#### READING PASSAGE
►

India, UK aim to ramp up trade cooperation 

• Indian PM Narendra Modi and his British counterpart have reiterated their shared desire to impart a quantum jump to the India-UK partnership in the post-Brexit era, and agreed that there was tremendous potential for enhancing collaboration in trade and investment, scientific research, mobility of professionals and students, defence and security.

• In the wake of Brexit, the UK has been looking at ramping up trade cooperation with leading economies like India. British PM will visit India to attend the Republic Day celebrations as the chief guest.

• Two weeks ago, UK Foreign Secretary Dominic Raab held discussions with Minister of External Affairs S.Jaishankar, during which the two sides agreed on the key elements of an ambitious 10-year roadmap to further broaden ties, and also boost strategic cooperation in the Indo-Pacific region.

• Experts say that the UK leaving the single European Union market would have no adverse impact on India’s information technology and pharmaceutical companies and it would be business as usual for them post-Brexit. There won’t be any material impact because the UK already has a good visa regime for Indian techies, they said.

◄

#### INPUT DATA

►

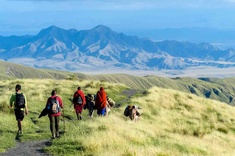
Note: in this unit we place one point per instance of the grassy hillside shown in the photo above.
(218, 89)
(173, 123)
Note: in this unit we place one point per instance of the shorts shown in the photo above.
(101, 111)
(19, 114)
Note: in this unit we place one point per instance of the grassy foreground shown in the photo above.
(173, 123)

◄
►

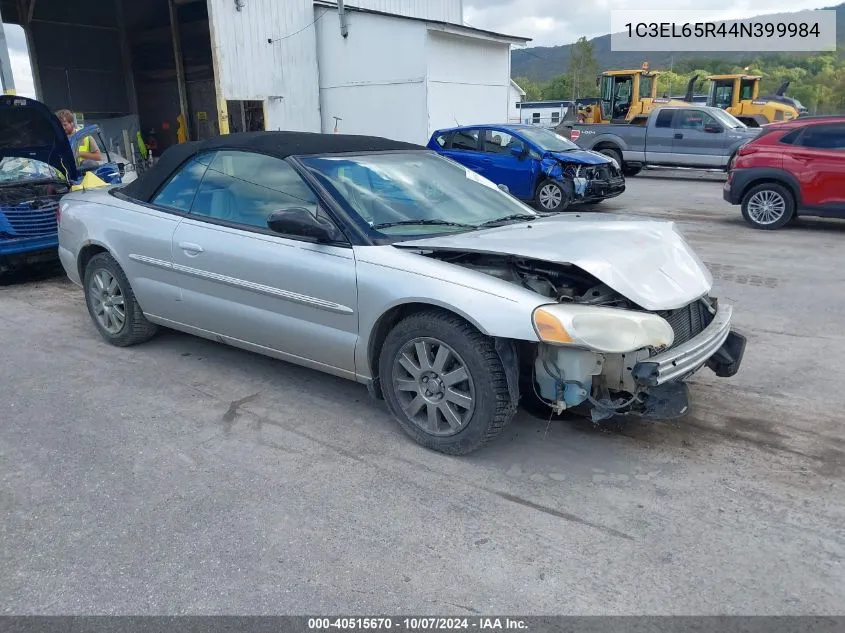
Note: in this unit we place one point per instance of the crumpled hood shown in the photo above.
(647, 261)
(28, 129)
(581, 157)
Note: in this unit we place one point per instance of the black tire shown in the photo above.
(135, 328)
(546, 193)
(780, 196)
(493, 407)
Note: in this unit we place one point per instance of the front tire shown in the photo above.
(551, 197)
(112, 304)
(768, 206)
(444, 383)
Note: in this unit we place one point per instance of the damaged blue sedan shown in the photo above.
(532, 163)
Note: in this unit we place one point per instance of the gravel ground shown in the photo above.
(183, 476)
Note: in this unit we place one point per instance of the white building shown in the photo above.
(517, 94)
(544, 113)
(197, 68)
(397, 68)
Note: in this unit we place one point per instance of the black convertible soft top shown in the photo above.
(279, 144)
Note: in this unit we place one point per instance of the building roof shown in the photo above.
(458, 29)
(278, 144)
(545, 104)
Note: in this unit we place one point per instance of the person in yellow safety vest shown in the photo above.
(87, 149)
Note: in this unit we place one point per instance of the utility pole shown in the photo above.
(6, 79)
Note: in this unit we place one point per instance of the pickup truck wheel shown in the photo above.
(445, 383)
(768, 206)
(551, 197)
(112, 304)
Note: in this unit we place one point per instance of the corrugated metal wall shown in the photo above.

◄
►

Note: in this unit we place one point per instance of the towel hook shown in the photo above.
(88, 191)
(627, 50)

◄

#### SET OF TASKS
**A.** Reproduce word for word the part of the passage on India-UK trade starting at "India, UK aim" and ending at "the Indo-Pacific region.".
**B.** Say whether each statement agrees with the passage on India-UK trade, answering yes or no and quoting the words that decide it: (i) The British prime minister will be the chief guest at the Republic Day celebrations. (ii) Dominic Raab held discussions with S. Jaishankar two months ago. (iii) Experts expect Brexit to harm India's pharmaceutical companies.
The lines have no connection to the passage on India-UK trade.

#### PER-TASK OUTPUTS
**A.**
India, UK aim to ramp up trade cooperation 

• Indian PM Narendra Modi and his British counterpart have reiterated their shared desire to impart a quantum jump to the India-UK partnership in the post-Brexit era, and agreed that there was tremendous potential for enhancing collaboration in trade and investment, scientific research, mobility of professionals and students, defence and security.

• In the wake of Brexit, the UK has been looking at ramping up trade cooperation with leading economies like India. British PM will visit India to attend the Republic Day celebrations as the chief guest.

• Two weeks ago, UK Foreign Secretary Dominic Raab held discussions with Minister of External Affairs S.Jaishankar, during which the two sides agreed on the key elements of an ambitious 10-year roadmap to further broaden ties, and also boost strategic cooperation in the Indo-Pacific region.

**B.**
(i) Yes: "British PM will visit India to attend the Republic Day celebrations as the chief guest."
(ii) No: "Two weeks ago, UK Foreign Secretary Dominic Raab held discussions with Minister of External Affairs S.Jaishankar"
(iii) No: "would have no adverse impact on India’s information technology and pharmaceutical companies"